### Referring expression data
· · · · · · ·

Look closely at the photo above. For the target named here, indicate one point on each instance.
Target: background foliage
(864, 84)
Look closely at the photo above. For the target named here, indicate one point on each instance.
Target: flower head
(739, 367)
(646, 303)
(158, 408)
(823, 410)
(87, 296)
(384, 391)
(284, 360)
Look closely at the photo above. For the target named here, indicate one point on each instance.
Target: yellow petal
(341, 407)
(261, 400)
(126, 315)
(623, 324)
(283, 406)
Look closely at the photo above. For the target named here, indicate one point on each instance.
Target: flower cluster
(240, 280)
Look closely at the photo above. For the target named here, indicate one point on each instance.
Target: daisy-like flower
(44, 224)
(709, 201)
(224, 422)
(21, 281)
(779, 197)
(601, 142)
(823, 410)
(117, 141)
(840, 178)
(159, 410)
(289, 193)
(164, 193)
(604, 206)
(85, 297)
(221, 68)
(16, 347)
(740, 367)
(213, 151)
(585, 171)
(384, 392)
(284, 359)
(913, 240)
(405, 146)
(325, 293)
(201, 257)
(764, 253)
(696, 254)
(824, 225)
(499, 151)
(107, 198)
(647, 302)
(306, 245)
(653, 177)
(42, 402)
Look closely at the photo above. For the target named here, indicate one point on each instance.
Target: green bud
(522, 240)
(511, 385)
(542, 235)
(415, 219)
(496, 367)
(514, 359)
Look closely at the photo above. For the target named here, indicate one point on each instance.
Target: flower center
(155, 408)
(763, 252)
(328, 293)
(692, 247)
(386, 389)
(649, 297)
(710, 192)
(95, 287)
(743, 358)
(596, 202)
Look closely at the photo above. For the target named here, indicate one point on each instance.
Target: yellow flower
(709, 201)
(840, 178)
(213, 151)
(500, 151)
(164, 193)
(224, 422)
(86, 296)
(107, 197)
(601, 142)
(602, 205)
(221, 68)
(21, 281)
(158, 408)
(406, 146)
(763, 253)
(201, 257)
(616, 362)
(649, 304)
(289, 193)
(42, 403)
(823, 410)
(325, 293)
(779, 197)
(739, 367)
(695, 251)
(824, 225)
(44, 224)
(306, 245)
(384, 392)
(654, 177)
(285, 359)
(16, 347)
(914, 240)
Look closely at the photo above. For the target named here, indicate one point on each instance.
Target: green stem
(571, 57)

· · · · · · ·

### What is needed
Every entry needs to be copied again, word for word.

### Reply to the exercise
Look closely at the photo above. For the target named here, indicate one point on each instance.
Target: background foliage
(864, 84)
Look closely at the photo above. For the target named here, indicate one point on each instance.
Target: flower head
(739, 367)
(646, 303)
(158, 408)
(823, 410)
(87, 296)
(384, 391)
(284, 360)
Look closely at the photo above. For the target named here, indicate one point on each instance.
Target: yellow petal
(341, 407)
(261, 400)
(126, 315)
(623, 324)
(283, 406)
Look closely at the photo above. For the target named here, indicate one point on each instance.
Target: flower cluster
(240, 280)
Look closely at the photo above. For the target named here, indicate one point on each instance.
Target: daisy-like flower
(44, 224)
(709, 201)
(224, 422)
(21, 281)
(779, 197)
(601, 142)
(823, 410)
(117, 141)
(840, 178)
(159, 410)
(289, 193)
(164, 193)
(604, 206)
(85, 297)
(221, 68)
(16, 347)
(740, 367)
(213, 151)
(585, 171)
(384, 392)
(284, 359)
(913, 240)
(405, 146)
(325, 293)
(201, 257)
(764, 253)
(696, 254)
(824, 225)
(499, 151)
(107, 198)
(647, 302)
(306, 245)
(653, 177)
(42, 402)
Look closely at the photo above. For the target named here, indicate one point on each instance.
Target: green bud
(522, 240)
(511, 385)
(542, 235)
(415, 219)
(496, 367)
(514, 359)
Look closely at the photo above. For the target named here, indicate one point on each instance.
Target: flower center
(155, 408)
(763, 252)
(328, 293)
(692, 247)
(386, 389)
(649, 297)
(710, 192)
(95, 287)
(743, 358)
(596, 202)
Look closely at the photo above. For the target named here, indicate one point on each instance.
Target: yellow flower
(709, 201)
(840, 178)
(213, 151)
(500, 151)
(164, 193)
(224, 422)
(86, 296)
(107, 197)
(601, 142)
(602, 205)
(221, 68)
(21, 281)
(158, 408)
(406, 146)
(763, 253)
(201, 257)
(616, 362)
(649, 304)
(289, 193)
(42, 403)
(823, 410)
(325, 293)
(779, 197)
(739, 367)
(695, 251)
(824, 225)
(44, 224)
(306, 245)
(384, 392)
(654, 177)
(285, 359)
(16, 347)
(914, 240)
Look closely at the photo above. For the target named here, indicate one point on each instance.
Target: green stem
(571, 57)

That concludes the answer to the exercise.